Selected extract:
== Segment start ==

9:15 pm: It is gratifying to report that the TIFF media guys have decided to upgrade my TIFF press pass to priority level…many thanks, deply appreciated. Earlier: To my slight surprise the TIFF media guys gave me a grunt-level press pass this morning. I’ve been enjoying the benefits of a priority pass (a pass with a capital P on the bottom) for many years here, and I guess I’ve gotten used to it. A TIFF priority press pass isn’t quite the same honor as having a pink-with-yellow-pastille pass at the Cannes Film Festival or an all-access, no-waiting market badge at Sundance, but a TIFF priority pass means you get to wait in shorter lines at the Scotiabank, and sometimes it can mean the difference between seeing a hot film and being shut out.
It’s really nice roaming around Toronto a day before everything begins. Plenty of time to pick up your press pass and study the press schedule, buy food, get a little strolling in, write, etc. Plus it’s a really warm, windless day.
The first day I enter TIFF headquarters on King Street I always spot a poster for a foreign-language poster that offends me on some primal level. This year’s winner is the poster for Ole Giaever‘s Out of Nature, a dramedy about “a put-upon Norweigan man [who] seeks spiritual renewal in the Great Outdoors.” The idea of hiking in some Norweigan forest and coming upon a jogging red-haired guy in a skull cap with his cold-shrivelled schlong…good God. All I need is a little nudge like this to be persuaded to avoid a film. Mission accomplished & thank you.

== Segment end ==

Record excerpts:
== Segment start ==

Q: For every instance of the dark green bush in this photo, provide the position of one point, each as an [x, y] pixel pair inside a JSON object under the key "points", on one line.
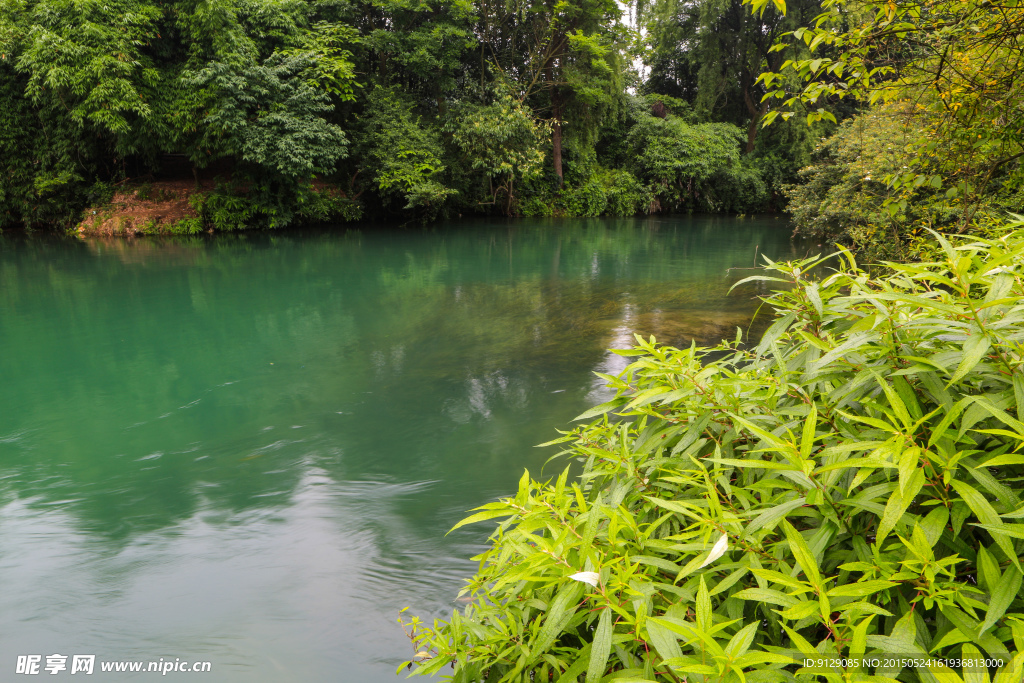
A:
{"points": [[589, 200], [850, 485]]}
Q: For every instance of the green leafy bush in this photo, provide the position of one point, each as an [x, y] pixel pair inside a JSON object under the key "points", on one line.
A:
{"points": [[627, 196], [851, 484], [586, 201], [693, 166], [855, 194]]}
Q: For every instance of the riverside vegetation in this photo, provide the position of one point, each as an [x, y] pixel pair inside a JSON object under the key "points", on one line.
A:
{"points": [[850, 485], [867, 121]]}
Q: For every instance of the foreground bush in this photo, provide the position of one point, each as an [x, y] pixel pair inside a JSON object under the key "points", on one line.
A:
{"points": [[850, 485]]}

== Segment end ==
== Segment start ==

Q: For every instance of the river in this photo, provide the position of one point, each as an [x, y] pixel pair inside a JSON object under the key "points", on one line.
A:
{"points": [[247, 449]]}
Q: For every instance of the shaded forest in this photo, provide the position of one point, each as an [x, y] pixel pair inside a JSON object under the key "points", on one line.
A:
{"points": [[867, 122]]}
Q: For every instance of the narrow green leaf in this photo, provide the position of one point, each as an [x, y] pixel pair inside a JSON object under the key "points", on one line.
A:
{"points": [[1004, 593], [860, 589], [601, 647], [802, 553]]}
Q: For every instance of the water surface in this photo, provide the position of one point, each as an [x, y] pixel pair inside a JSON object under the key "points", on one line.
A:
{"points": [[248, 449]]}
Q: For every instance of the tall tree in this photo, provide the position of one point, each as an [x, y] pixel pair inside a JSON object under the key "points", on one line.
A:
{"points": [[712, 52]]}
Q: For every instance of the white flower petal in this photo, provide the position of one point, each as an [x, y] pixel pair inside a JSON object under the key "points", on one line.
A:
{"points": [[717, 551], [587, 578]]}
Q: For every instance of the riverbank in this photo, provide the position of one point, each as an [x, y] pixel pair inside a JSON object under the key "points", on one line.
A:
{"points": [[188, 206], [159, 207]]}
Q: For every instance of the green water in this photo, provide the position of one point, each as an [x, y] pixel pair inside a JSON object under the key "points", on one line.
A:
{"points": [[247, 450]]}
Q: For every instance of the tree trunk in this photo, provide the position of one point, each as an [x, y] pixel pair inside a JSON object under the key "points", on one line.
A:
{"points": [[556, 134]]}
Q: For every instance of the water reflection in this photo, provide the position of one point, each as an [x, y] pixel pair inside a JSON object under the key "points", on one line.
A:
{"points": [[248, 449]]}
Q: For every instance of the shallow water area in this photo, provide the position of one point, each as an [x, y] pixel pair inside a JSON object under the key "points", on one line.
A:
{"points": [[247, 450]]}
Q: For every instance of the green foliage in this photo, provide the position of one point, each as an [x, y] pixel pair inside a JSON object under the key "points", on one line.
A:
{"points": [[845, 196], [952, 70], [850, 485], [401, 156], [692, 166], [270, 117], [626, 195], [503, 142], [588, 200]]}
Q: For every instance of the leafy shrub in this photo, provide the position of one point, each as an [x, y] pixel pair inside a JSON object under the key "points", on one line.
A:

== Segment end ==
== Segment start ==

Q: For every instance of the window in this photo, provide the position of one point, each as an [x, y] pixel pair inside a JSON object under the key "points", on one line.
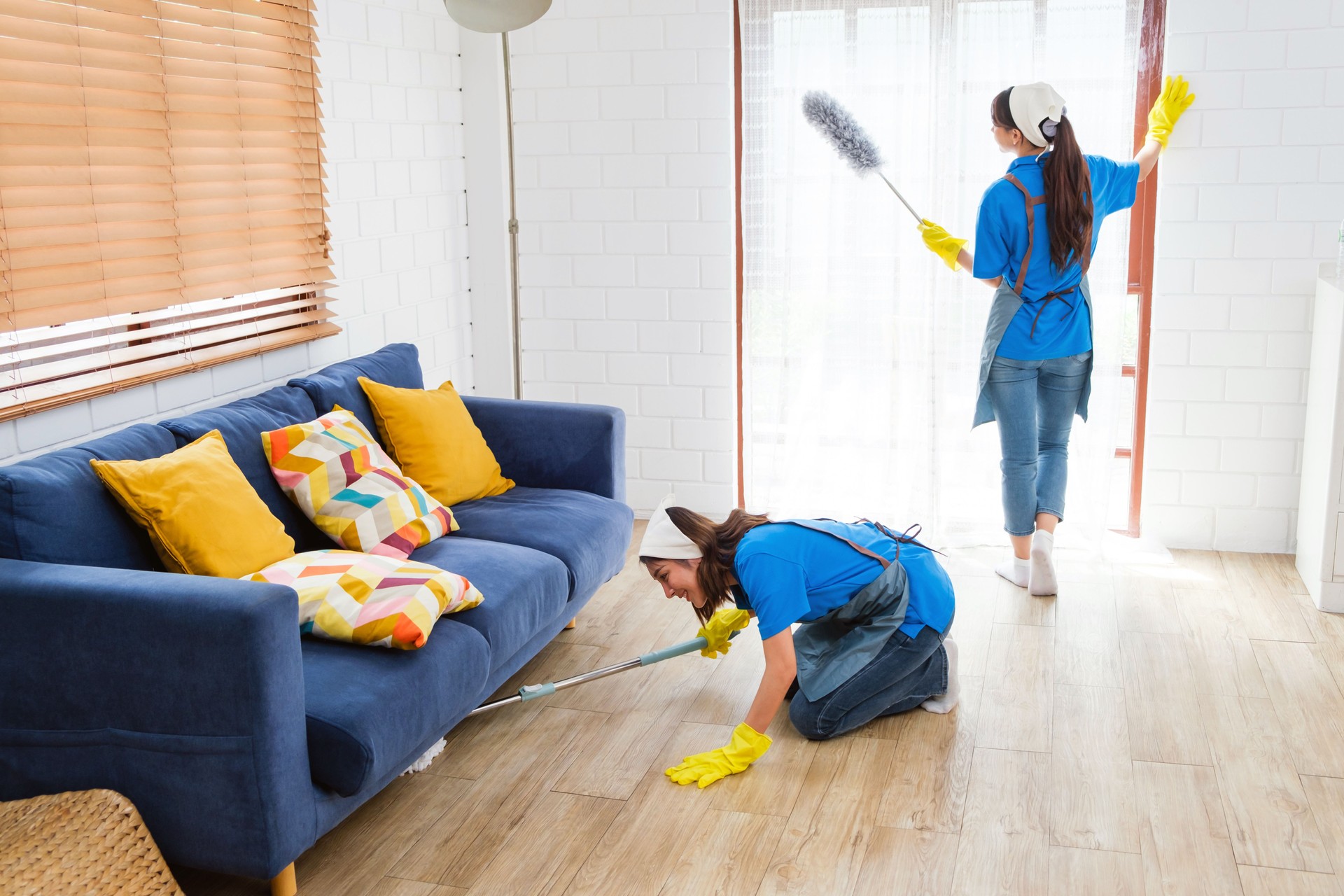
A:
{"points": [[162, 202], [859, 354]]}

== Segment end ==

Activity A: In the TIFF post, translate this sentence into French: "It’s really nice roaming around Toronto a day before everything begins."
Activity B:
For each statement, say whether it agrees with the TIFF post. Answer yes or no, and quote the deciding words.
(i) The TIFF media staff upgraded the writer's press pass to priority level.
(ii) A TIFF priority pass lets its holder wait in shorter lines at the Scotiabank.
(iii) The day before the festival begins is cold and windy.
Activity C: Write out the part of the TIFF post that opens with the words containing "It’s really nice" and closes with "warm, windless day.", renaming "strolling" as "walking".

Result A: C’est vraiment agréable de se balader dans Toronto la veille du début de tout.

Result B:
(i) Yes: "the TIFF media guys have decided to upgrade my TIFF press pass to priority level"
(ii) Yes: "a TIFF priority pass means you get to wait in shorter lines at the Scotiabank"
(iii) No: "Plus it’s a really warm, windless day."

Result C:
It’s really nice roaming around Toronto a day before everything begins. Plenty of time to pick up your press pass and study the press schedule, buy food, get a little walking in, write, etc. Plus it’s a really warm, windless day.